▶ **Task requirements**: Identify every line in the listing below that contains the word "banner", and copy each of those lines in full.

▶ **Material shown**:

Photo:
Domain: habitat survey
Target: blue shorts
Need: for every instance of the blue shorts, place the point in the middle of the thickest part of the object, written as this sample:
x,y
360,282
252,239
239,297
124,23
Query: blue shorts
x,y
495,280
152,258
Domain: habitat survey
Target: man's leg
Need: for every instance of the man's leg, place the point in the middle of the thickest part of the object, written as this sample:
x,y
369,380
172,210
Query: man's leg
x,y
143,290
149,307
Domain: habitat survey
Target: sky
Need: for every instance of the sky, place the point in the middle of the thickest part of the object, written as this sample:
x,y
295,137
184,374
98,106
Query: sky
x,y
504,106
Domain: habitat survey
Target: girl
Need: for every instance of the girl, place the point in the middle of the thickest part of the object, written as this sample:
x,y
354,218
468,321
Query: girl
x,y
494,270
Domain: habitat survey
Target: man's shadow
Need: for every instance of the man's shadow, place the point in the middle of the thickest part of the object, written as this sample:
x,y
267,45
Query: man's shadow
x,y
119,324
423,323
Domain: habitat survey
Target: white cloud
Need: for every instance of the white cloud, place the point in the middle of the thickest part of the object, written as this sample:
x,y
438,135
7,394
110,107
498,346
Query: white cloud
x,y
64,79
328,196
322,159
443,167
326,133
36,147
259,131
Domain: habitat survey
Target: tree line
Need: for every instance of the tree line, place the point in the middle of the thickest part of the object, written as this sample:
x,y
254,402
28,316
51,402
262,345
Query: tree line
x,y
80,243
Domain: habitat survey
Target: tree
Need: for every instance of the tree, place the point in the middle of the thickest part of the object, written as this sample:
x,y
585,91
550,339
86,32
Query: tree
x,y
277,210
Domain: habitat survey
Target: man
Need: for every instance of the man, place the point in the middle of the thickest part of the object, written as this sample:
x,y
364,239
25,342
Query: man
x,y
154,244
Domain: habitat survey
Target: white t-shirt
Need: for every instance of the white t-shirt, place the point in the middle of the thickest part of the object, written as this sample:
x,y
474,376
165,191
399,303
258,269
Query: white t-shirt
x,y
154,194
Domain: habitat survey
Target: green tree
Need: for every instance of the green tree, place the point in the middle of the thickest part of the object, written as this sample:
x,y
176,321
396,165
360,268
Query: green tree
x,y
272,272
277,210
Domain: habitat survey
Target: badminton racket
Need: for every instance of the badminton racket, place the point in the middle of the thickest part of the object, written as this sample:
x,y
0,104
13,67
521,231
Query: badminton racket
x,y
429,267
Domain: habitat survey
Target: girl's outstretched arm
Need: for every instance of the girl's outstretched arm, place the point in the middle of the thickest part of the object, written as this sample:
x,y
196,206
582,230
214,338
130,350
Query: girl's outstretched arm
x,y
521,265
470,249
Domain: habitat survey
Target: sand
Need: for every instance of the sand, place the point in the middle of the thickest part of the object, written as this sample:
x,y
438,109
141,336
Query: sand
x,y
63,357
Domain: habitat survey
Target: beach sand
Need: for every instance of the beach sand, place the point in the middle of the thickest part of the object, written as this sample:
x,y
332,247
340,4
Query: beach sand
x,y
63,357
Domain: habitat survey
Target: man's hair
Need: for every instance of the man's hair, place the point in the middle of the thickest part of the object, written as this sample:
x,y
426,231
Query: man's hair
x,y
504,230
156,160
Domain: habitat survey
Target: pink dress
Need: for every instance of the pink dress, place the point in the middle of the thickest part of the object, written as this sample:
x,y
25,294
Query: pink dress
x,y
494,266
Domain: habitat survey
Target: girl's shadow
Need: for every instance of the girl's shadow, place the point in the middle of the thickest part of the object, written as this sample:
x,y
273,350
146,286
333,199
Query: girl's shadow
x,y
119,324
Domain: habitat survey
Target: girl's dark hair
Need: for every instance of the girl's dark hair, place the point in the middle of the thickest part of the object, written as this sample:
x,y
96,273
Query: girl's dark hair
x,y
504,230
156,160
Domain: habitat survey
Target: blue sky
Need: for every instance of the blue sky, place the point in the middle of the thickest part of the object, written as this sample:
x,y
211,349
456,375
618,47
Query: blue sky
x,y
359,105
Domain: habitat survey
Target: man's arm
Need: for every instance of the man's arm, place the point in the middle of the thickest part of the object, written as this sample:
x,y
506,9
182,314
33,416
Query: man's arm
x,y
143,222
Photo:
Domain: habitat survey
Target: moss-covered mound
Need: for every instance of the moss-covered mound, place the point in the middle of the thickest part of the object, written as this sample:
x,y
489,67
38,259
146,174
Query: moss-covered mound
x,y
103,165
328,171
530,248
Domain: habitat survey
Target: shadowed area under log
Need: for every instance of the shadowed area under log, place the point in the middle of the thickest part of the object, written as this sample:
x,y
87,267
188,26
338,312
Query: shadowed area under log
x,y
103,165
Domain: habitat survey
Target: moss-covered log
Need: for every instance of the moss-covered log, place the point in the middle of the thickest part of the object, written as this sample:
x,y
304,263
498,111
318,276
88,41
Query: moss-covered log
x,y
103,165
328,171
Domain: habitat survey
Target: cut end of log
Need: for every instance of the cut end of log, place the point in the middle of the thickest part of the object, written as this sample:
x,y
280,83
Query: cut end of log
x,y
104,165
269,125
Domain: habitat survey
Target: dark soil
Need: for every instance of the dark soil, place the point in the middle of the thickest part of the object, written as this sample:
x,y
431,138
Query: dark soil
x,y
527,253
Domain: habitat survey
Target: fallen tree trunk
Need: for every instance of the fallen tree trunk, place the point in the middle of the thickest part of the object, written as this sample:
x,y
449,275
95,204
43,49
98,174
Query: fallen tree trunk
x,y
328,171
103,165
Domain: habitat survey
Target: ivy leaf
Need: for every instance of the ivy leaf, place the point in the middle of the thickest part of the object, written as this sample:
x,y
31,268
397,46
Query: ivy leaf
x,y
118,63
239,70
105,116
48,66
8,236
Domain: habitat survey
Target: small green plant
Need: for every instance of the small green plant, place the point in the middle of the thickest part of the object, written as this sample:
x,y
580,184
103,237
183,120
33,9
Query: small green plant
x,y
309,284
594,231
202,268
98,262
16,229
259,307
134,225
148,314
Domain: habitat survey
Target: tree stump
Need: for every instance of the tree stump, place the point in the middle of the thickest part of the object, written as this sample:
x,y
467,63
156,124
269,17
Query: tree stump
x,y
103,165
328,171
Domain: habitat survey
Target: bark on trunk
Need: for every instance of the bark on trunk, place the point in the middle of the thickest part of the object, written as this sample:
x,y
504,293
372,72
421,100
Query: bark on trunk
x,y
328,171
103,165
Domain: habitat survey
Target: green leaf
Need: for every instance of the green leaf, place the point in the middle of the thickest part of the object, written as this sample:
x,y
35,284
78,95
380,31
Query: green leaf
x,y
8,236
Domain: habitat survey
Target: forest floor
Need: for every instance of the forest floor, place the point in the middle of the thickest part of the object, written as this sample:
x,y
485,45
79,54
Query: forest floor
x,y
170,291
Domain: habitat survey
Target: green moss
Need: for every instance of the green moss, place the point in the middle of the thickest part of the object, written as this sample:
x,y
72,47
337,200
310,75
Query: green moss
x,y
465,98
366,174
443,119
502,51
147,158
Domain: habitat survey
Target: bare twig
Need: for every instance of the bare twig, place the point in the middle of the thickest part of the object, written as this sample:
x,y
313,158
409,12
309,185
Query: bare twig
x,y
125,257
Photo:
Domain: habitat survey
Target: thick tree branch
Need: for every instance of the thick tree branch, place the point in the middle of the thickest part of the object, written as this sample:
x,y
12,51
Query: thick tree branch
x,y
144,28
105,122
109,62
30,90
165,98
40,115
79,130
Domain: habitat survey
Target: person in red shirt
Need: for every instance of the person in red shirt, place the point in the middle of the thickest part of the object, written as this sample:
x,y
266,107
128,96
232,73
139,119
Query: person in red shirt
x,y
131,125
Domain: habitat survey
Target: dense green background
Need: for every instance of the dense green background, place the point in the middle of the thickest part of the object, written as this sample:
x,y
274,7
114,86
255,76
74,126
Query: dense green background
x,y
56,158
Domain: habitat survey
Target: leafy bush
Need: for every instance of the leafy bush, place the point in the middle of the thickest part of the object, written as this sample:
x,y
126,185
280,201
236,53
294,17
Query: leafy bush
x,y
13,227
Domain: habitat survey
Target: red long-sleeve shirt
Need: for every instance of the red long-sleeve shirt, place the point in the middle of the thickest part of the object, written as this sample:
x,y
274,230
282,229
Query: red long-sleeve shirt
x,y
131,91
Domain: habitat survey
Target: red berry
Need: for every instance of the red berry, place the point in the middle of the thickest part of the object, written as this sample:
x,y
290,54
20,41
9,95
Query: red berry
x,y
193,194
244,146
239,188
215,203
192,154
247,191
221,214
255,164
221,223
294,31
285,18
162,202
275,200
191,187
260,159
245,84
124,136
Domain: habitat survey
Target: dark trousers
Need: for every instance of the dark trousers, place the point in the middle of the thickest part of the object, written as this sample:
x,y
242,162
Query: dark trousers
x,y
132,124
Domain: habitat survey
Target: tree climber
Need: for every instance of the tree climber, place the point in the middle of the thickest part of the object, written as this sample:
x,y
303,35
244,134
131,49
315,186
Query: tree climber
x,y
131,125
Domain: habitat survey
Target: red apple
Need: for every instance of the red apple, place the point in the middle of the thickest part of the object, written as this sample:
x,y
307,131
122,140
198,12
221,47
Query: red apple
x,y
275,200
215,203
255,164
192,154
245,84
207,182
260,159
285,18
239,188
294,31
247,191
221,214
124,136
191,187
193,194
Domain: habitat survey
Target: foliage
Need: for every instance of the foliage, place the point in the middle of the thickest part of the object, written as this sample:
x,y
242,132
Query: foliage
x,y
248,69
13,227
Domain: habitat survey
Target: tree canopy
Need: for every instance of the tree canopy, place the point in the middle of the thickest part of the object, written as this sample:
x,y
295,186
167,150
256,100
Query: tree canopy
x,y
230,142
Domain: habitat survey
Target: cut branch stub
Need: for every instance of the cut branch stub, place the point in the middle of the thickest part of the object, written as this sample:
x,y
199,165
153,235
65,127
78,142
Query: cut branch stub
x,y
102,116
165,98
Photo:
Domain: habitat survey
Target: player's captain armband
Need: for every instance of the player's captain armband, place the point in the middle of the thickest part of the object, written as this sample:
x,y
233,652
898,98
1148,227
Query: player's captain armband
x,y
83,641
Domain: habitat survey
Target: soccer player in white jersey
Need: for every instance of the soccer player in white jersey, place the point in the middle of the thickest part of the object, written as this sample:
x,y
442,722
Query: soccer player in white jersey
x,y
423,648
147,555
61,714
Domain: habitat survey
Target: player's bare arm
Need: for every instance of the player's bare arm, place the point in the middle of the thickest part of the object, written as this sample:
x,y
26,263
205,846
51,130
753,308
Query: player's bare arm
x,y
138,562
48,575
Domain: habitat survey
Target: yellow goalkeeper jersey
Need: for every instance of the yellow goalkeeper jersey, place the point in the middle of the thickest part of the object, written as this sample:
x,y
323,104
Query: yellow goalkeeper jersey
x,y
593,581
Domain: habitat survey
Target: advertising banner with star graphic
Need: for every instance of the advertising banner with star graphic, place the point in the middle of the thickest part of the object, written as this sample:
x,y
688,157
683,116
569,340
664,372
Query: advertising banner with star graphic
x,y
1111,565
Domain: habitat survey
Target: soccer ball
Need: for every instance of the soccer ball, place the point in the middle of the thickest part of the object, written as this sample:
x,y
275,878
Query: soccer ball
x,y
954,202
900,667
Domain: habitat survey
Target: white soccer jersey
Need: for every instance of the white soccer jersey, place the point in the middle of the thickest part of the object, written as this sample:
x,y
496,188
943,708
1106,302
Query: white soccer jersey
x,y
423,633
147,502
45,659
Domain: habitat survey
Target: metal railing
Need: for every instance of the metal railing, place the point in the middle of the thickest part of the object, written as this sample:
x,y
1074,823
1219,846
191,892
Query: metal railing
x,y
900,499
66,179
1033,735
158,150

▶ **Worked solution**:
Target: advertising banner with star graphic
Need: for every instance of the advertising banner with star graphic, place the point in the middle of the thickest part of the object, written as this sample:
Query: advertising banner with star graphic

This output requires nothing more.